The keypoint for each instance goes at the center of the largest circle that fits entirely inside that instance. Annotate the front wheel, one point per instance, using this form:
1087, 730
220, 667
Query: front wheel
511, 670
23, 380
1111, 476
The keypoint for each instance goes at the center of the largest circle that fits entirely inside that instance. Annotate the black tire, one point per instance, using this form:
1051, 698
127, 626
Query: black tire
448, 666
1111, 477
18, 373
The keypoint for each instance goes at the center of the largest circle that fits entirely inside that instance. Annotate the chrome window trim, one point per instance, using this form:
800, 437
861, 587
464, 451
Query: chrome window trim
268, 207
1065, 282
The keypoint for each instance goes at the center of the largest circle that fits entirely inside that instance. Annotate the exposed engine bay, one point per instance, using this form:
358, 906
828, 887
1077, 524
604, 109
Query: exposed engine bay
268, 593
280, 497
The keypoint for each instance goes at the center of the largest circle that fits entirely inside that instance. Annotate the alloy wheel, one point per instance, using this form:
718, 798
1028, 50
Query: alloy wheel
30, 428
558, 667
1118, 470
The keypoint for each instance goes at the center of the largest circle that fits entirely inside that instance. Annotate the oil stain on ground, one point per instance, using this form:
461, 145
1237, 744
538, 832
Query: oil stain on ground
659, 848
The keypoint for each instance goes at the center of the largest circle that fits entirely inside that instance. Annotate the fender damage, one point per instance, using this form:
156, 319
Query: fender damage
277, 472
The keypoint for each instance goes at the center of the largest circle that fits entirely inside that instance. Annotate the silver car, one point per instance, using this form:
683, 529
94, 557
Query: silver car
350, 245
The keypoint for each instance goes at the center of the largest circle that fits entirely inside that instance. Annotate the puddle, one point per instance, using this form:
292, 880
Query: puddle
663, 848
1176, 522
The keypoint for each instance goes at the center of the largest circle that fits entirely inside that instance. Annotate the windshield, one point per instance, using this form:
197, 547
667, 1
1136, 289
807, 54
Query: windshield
::::::
#### [Task item]
For every entry above, write out an exact copy.

#### [Result for this exercise]
The keypoint for each instance goes at the center of the largest circle that fits entirely inside that instance. Annotate the front wheel, one point per instance, using this form:
1087, 730
220, 667
Query: front wheel
511, 670
23, 380
1111, 476
The keypoint for each instance goes at the center of the largest circle that fits entirely inside that instance. Annotate the black tire, one point per instance, using this form:
1051, 698
127, 626
Query: black tire
448, 666
1111, 477
18, 373
The keypoint for each instance goes at the center of the largest circle that fits entirely inside that instance. Annotate the chrome window trim, one point per instance, using this form:
800, 437
861, 587
464, 451
Query: chrome window trim
268, 207
1065, 282
The keypoint for each instance goes at the center of the largest circle that fits entirely inside that instance. Annotate the exposed engine bay, one point per instance, using this form:
358, 906
828, 887
1077, 524
604, 109
Query: exposed engine bay
268, 593
280, 497
The keypoint for each instance goes at the center of the largest circle that fits entirely inside that instance. Annotate the alloy wheel, one point per instance, using this form:
718, 798
1028, 50
Query: alloy wheel
30, 428
558, 667
1118, 470
The keypoint for each instance goes at the center of the largest circle that fits entirely inside that instance. Annotate the oil stain on ground, one point per instance, using this form:
461, 145
1237, 744
538, 832
Query: oil stain on ground
659, 848
The keypoint for each instance goes at the center of the largest circle that fits entirely inside that instance. Annotate the fender damage, one point per instance, using this form:
156, 319
Query: fender damage
277, 472
The keypoint for each instance goes at the center of the largest circle that fits entirely inside that instance. Annotate the silver car, one point per instance, using this form:
683, 529
94, 557
Query: silver car
350, 245
The keypoint for each instance goes at the center of the largest circle that fits entirely inside that instance. Annotate the puddle, one point per instance, using this form:
292, 880
Query: puddle
663, 848
1176, 522
The keypoint for each instance goes at the center of the largest circle that fits entirely inside that instance. Annotate the windshield, one point per instance, using this form:
197, 547
667, 1
1136, 289
807, 54
Query: windshield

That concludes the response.